Показанный текст:
Западная и средневековая наука. 5 страница



Говоря о первой сфере, надо иметь в виду, что ученый — че­ловек, который производит и выражает на научном языке сво­его времени объективное (адекватное) знание о реальности или отдельных ее областях и характеристиках. Процесс научного познания движим в современном обществе целым рядом фак­торов, от масштабного финансирования до страстного позна­вательного интереса самого ученого. Известно, что крупные ученые доходят в своей жажде познания до фанатизма. Само по себе знание, как мы уже сказали, казалось бы, не несет ни­какой нравственной характеристики и не проходит по ведом­ству «доброго» и «дурного». Однако лишь до того момента, когда оно, пройдя ряд стадий трансформации, не превраща­ется в атомную бомбу, суперкомпьютер, подводную лодку, ла­зерную установку, приборы для тотального воздействия на чужую психику или для вмешательства в генетический аппа­рат. Вот тогда перед человеком-ученым встают, по крайней мере, две серьезные нравственные проблемы:

продолжать ли исследования той области реальности, познание законов которой может нанести вред отдель­ным людям и человечеству в целом;

— брать ли на себя ответственность за использование ре­зультатов открытий «во зло» — для разрушения, убий­ства, безраздельного господства над сознанием и судь­бами других людей.

Абсолютное большинство ученых решают первый вопрос пол0жительно: продолжать. Познающий разум не терпит границ, он стремится преодолеть все препятствия на пути к научной истине, к знанию о том, как именно устро­ены мир и человек. Ученые продолжают свои эксперименты даже тогда, когда их поиск оказывается под официальным запре­том, они работают в подпольных лабораториях, делают опыты на самих себе, утверждая право разума ЗНАТЬ. Соб­ственно, нравственная сторона проблемы состоит здесь в том, что открытые учеными законы могут навредить людям, принести им зло.

Противники некоторых видов исследований считают, что человечество сегодня еще не готово к информации о глубинных генетических законах или о возможностях работы с бессозна­тельным, ибо это позволит из корыстных соображений массо­во манипулировать другими людьми. Так что дело не в самом знании а в том как его применять.

И здесь мы приходим непосредственно ко второму вопро­су—о внутринаучной этике. По нему мнения тоже разделя­ются, и это разделение инициировано реальным противоре­чием. В одном отношении ученый не может отвечать за по­следствия своих исследований, так как в большинстве случаев не он принимает кардинальное решение о том, как применить его открытие на практике. Другие ученые, пред­ставляющие крыло прикладного знания и работающие непосредственно на заказ, могут использовать сформулирован­ные им и законы для создания конкретных аппаратов и при­боров, способных создать человечеству проблемы. Что же касается массового применения открытых законов на прак­тике, то это и вовсе на совести бизнесменов и политиков — правительств, президентов, военных.

Задания для выполнения:
A - Перепишите из текста о нравственных проблемах ученого фрагмент между словами «И здесь мы приходим» и «правительств, президентов, военных.» включительно.
B - Определите, соответствуют ли тексту о нравственных проблемах ученого следующие утверждения. На каждое ответьте «да» или «нет» и приведите решающие слова текста дословно в кавычках.
(i) Крупные ученые в своей жажде познания доходят до фанатизма.
(ii) По мнению противников некоторых видов исследований, человечество уже готово к информации о глубинных генетических законах.
(iii) Массовое применение открытых законов на практике лежит на совести бизнесменов и политиков.
C - Продолжите текст о нравственных проблемах ученого, начав сразу после его последнего предложения.
Приведенный далее список никак не связан с этим текстом.

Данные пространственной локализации
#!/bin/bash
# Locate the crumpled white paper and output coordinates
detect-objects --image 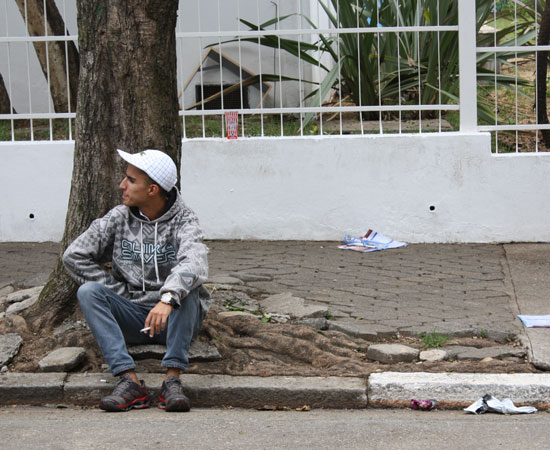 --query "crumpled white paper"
[464,394,538,414]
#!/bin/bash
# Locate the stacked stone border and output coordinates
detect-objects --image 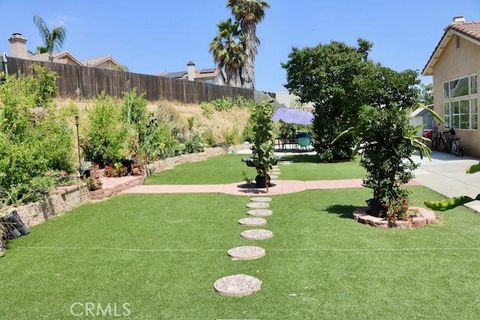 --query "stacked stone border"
[4,146,239,227]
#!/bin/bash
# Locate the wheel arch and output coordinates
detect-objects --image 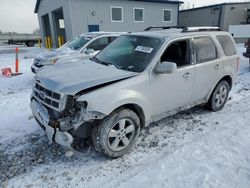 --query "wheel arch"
[207,75,233,101]
[110,103,146,128]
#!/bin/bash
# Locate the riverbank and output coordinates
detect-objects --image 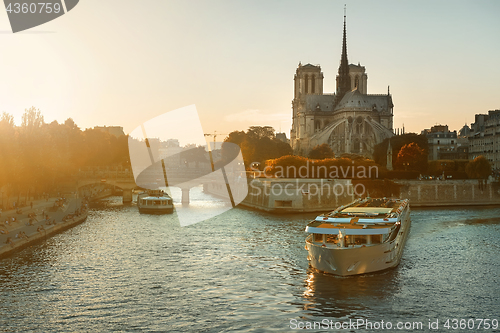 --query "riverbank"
[0,199,87,259]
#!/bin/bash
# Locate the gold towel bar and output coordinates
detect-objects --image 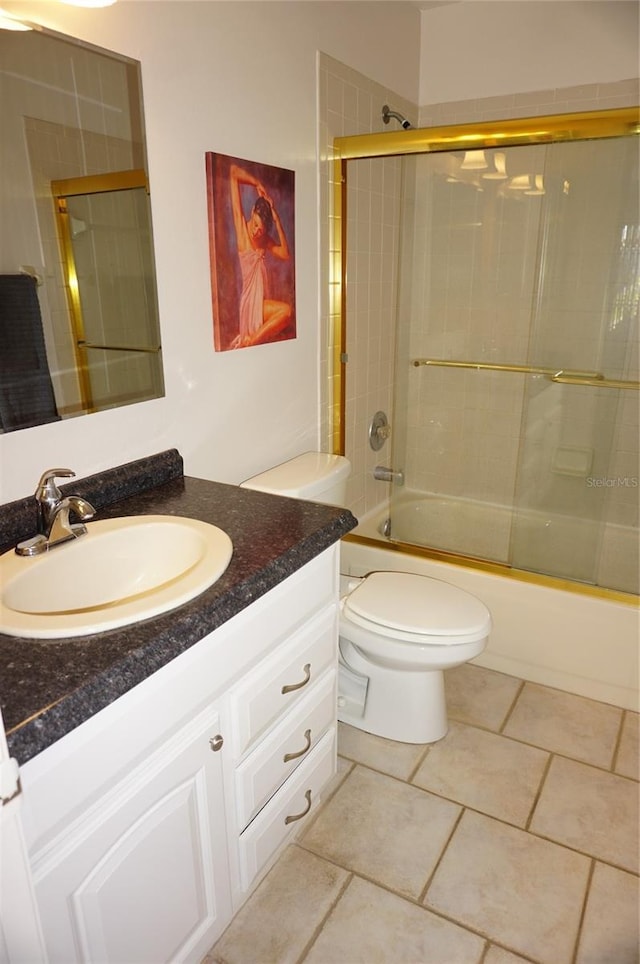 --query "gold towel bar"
[412,358,640,390]
[78,341,160,355]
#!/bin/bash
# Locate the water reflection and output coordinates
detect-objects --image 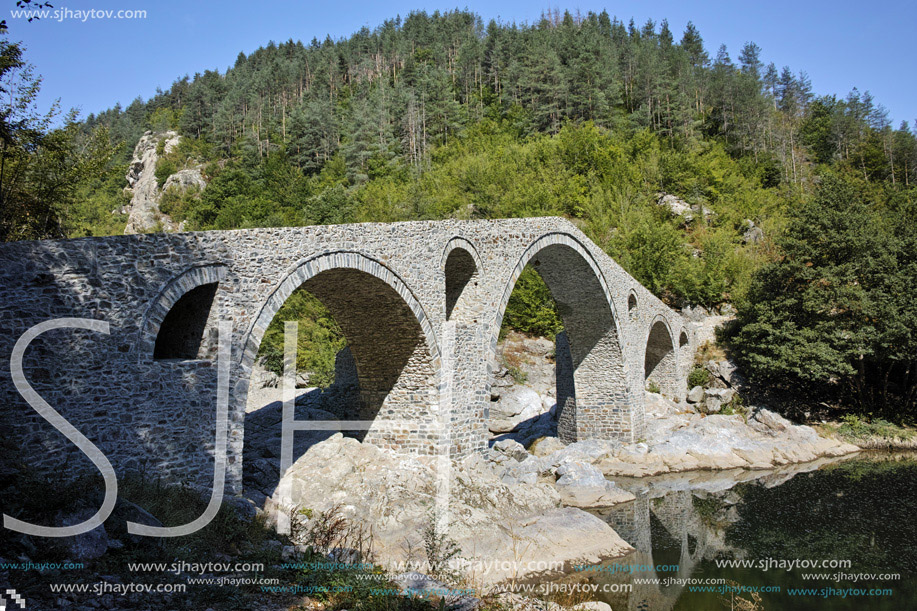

Ответы к заданиям:
A -
И здесь мы приходим непосредственно ко второму вопро­су—о внутринаучной этике. По нему мнения тоже разделя­ются, и это разделение инициировано реальным противоре­чием. В одном отношении ученый не может отвечать за по­следствия своих исследований, так как в большинстве случаев не он принимает кардинальное решение о том, как применить его открытие на практике. Другие ученые, пред­ставляющие крыло прикладного знания и работающие непосредственно на заказ, могут использовать сформулирован­ные им и законы для создания конкретных аппаратов и при­боров, способных создать человечеству проблемы. Что же касается массового применения открытых законов на прак­тике, то это и вовсе на совести бизнесменов и политиков — правительств, президентов, военных.

B -
(i) Да: «Известно, что крупные ученые доходят в своей жажде познания до фанатизма».
(ii) Нет: «человечество сегодня еще не готово к информации о глубинных генетических законах».
(iii) Да: «это и вовсе на совести бизнесменов и политиков».

C -
С другой стороны, ученый не марионетка, а человек с яс­ным умом и твердой памятью, поэтому он не может не осоз­навать собственный вклад в изготовление тех или иных пред­метов и систем, опасных для людей. Весьма часто ученые про­сто работают в военных или разведывательных ведомствах, выполняют конкретные заказы, прекрасно понимая, что их «физика» и «математика» служат вполне ясным целям. Ядер­ная бомба, нейтронная бомба, химическое и биологическое оружие не могут появиться без многолетних исследований, и вряд ли можно подумать, что ученые, участвующие в подобных разработках, не понимают, что они делают. Причем это могут быть крупные ученые-теоретики, а не только узкоспе­циализированные «прикладники». «Какая физика!», «Как тысяча солнц!» — вот фразы, которыми встретили создатели атомной бомбы взрывы в Хиросиме и Нагасаки. Вряд ли мож­но говорить о том, что они стояли на нравственной позиции. Скорее это дерзкое желание стать над добром и злом, любо­ваться красотой созданной человеком силы без учета страда­ний и гибели тысяч и тысяч невинных жертв. Несомненно, доля ответственности за происходящее в технике, технологии, медицине и других практических областях ложится на плечи ученого.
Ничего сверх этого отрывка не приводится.